-- Begin --

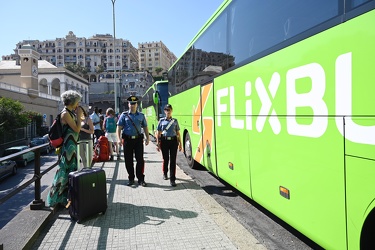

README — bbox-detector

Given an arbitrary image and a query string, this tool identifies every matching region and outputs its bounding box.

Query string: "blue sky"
[0,0,223,60]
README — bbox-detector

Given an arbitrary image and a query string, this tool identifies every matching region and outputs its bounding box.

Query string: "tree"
[0,97,31,134]
[155,67,163,75]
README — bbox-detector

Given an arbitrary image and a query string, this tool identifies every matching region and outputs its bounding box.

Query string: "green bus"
[141,80,169,136]
[146,0,375,250]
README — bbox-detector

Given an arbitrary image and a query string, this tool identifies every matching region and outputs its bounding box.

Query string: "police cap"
[126,95,138,102]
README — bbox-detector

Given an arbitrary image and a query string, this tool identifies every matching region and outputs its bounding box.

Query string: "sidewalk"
[27,143,265,250]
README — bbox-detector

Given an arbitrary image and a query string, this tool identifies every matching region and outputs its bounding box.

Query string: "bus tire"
[361,210,375,250]
[184,132,195,168]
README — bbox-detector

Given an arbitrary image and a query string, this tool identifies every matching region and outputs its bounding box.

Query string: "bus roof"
[142,80,168,97]
[168,0,232,71]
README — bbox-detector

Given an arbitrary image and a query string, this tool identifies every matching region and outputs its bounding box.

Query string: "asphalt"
[0,143,266,250]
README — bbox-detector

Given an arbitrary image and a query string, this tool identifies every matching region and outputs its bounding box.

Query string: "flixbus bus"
[162,0,375,250]
[141,80,169,135]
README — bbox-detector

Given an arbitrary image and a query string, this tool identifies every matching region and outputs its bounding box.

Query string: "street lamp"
[111,0,118,113]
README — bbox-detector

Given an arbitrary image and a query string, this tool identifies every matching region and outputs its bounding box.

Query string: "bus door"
[343,117,375,249]
[193,83,217,174]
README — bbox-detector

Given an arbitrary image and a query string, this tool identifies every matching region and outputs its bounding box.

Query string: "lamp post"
[111,0,118,113]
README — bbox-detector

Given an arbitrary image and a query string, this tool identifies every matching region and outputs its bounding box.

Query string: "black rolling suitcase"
[68,168,107,223]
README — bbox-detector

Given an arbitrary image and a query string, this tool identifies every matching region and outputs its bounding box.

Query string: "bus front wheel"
[184,133,195,168]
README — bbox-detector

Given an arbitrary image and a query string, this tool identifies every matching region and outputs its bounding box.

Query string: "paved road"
[0,153,57,229]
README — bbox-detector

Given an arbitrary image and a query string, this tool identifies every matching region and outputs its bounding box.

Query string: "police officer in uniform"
[116,96,150,187]
[156,104,182,187]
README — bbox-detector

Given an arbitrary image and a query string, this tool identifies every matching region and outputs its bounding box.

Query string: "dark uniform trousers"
[160,136,178,181]
[123,135,145,182]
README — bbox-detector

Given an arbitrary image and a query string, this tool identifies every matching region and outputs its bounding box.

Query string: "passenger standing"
[103,108,121,161]
[79,108,94,168]
[47,90,82,207]
[90,107,102,143]
[117,96,150,187]
[156,104,182,187]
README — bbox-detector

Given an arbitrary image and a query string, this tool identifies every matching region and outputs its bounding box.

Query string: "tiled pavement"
[16,143,265,250]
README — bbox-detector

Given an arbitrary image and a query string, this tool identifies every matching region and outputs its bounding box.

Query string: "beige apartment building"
[0,45,89,126]
[138,41,177,75]
[2,31,177,82]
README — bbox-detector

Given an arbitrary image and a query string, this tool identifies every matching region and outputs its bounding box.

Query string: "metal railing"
[0,143,59,210]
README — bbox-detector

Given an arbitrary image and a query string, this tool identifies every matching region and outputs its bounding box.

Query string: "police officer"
[156,104,182,187]
[116,96,150,187]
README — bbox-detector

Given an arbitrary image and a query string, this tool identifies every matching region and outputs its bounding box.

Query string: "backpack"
[48,109,72,148]
[105,117,116,133]
[48,112,64,148]
[92,135,109,162]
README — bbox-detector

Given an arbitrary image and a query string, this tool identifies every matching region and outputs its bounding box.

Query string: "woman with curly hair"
[47,90,82,207]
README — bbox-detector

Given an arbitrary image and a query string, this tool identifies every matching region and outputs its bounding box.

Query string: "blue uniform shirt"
[117,111,147,136]
[158,117,180,136]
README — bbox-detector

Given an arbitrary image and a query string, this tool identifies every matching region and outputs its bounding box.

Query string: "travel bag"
[67,168,107,223]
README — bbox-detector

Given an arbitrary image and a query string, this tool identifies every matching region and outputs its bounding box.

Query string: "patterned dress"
[47,110,79,207]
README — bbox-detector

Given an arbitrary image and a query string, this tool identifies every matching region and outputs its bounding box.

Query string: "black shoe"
[138,181,147,187]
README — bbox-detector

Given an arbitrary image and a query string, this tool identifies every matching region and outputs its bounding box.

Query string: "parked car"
[3,146,35,167]
[29,137,52,154]
[0,160,17,180]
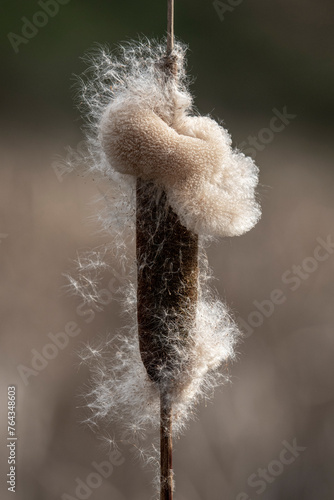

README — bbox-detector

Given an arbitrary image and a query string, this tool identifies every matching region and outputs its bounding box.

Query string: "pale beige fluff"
[100,73,260,236]
[71,40,260,476]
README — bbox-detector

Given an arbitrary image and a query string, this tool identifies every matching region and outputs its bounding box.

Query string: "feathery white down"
[100,91,261,236]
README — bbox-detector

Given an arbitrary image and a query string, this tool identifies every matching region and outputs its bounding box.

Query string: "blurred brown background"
[0,0,334,500]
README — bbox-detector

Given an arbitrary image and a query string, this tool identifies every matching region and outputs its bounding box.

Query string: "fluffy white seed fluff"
[100,52,260,236]
[68,40,260,466]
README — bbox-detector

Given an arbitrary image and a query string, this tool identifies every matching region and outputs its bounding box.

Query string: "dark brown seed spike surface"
[136,179,198,384]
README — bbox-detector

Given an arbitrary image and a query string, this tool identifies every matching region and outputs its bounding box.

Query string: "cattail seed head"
[69,40,260,450]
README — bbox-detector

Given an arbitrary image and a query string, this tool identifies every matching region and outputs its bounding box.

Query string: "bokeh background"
[0,0,334,500]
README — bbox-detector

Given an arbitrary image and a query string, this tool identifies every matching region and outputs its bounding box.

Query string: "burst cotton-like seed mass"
[68,40,260,450]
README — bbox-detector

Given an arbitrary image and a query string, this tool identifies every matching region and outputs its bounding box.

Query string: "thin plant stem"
[167,0,174,57]
[160,0,174,500]
[160,391,173,500]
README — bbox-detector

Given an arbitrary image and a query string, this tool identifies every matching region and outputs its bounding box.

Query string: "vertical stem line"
[160,390,173,500]
[167,0,174,57]
[160,4,174,500]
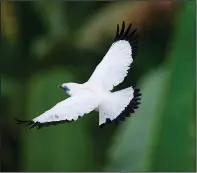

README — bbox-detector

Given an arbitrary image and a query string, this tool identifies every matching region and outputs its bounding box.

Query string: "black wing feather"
[114,21,139,59]
[99,88,142,128]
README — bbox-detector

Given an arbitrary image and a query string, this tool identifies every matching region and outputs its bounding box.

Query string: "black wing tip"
[114,21,138,42]
[99,88,142,128]
[114,21,139,59]
[15,118,74,129]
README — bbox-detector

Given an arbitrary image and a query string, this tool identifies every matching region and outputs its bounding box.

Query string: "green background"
[0,1,196,172]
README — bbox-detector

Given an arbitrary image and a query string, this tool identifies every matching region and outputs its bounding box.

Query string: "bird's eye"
[64,86,70,92]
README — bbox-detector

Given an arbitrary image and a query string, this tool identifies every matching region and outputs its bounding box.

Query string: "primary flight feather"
[17,22,141,128]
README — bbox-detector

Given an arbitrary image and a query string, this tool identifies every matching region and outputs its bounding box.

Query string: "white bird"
[17,22,141,129]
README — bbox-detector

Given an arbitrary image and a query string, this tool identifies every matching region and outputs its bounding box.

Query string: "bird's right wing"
[17,95,99,128]
[87,22,137,91]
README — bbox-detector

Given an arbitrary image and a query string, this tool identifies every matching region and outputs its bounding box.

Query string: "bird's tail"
[99,87,141,127]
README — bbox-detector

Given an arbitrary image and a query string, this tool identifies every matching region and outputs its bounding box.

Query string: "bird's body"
[15,22,141,128]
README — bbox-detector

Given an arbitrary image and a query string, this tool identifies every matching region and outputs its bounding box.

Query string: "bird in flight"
[16,21,141,129]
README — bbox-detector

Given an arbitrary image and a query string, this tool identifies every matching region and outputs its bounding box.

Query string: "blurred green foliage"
[0,1,196,172]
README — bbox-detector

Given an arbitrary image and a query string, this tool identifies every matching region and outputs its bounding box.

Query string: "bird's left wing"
[17,95,99,128]
[87,22,137,91]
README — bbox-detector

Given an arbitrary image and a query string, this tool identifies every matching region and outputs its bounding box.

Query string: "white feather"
[88,40,133,91]
[33,95,99,123]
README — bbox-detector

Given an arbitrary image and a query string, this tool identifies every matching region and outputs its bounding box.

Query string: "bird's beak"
[58,85,64,89]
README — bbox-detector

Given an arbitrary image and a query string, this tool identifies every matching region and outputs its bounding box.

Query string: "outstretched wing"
[17,96,99,129]
[88,22,137,91]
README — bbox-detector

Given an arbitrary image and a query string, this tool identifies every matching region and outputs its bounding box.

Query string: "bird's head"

-- End --

EXERCISE INSTRUCTIONS:
Convert everything from the start of the items down to the line containing "[146,0,375,250]" into a JSON list of strings, with one string per line and blank lines omitted. Leave the pictures out of the answer.

RIGHT ANSWER:
[
  "README — bbox-detector",
  "Given an arbitrary image and a query string, this tool identifies every matching region and outputs its bounding box.",
  "Query string: \"blue sky\"",
  "[0,0,223,60]",
  "README — bbox-detector",
  "Given an arbitrary image and a query string, this tool identifies every matching region and outputs its bounding box.",
  "Query string: \"tree\"",
  "[0,97,31,134]",
  "[155,67,163,75]",
  "README — bbox-detector",
  "Given an arbitrary image and a query string, this tool identifies every matching region and outputs its bounding box.",
  "Query string: \"green bus\"",
  "[141,80,169,136]",
  "[146,0,375,250]"
]